Text block
Thus, a redundant data detection method based on regression detection is proposed. Regression detection is performed for matched data blocks generated by traditional slider method. The types of data operations are judged by comparing the changes of integration structure of unmatched blocks. Redundancy detection is performed based on different operation types to realize the detection of redundant data in unmatched blocks.Through anomaly detection, the time and energy consumption of redundant evaluation can be reduced as much as possible. In order to improve the accuracy of redundant data detection and recall rate in the Internet of things.

At present, there are many methods to detect redundant data in the Internet of Things. The accuracy and recall of the above research results are poor. To this end, a method to evaluate the redundancy of massive heterogeneous data in the Internet of Things based on attributes and relations is proposed. The overall components of the method are as follows:

The importance of the Internet of Things to people’s lives and the poor accuracy of the results of network redundant data identification are introduced.

Using the Internet of Things to integrate heterogeneous data, a global database system is built, and redundant data is obtained initially.

Angular variance is introduced to detect data anomalies, including dimensionality reduction and anomaly recognition, which minimizes time and energy consumption, and to a certain extent ensures the security of massive heterogeneous data in the Internet of Things.

Directives
a) Edit the passage on redundant data detection: write out everything from "Thus, a redundant" down to "rate in the Internet of things." again, replacing "slider method" with "sliding window method".
b) According to the passage on redundant data detection, what is introduced to detect data anomalies?

Raw data
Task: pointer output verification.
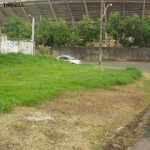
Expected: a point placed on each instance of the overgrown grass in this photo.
(27, 80)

Expected results
a)
Thus, a redundant data detection method based on regression detection is proposed. Regression detection is performed for matched data blocks generated by traditional sliding window method. The types of data operations are judged by comparing the changes of integration structure of unmatched blocks. Redundancy detection is performed based on different operation types to realize the detection of redundant data in unmatched blocks.Through anomaly detection, the time and energy consumption of redundant evaluation can be reduced as much as possible. In order to improve the accuracy of redundant data detection and recall rate in the Internet of things.

b) Angular variance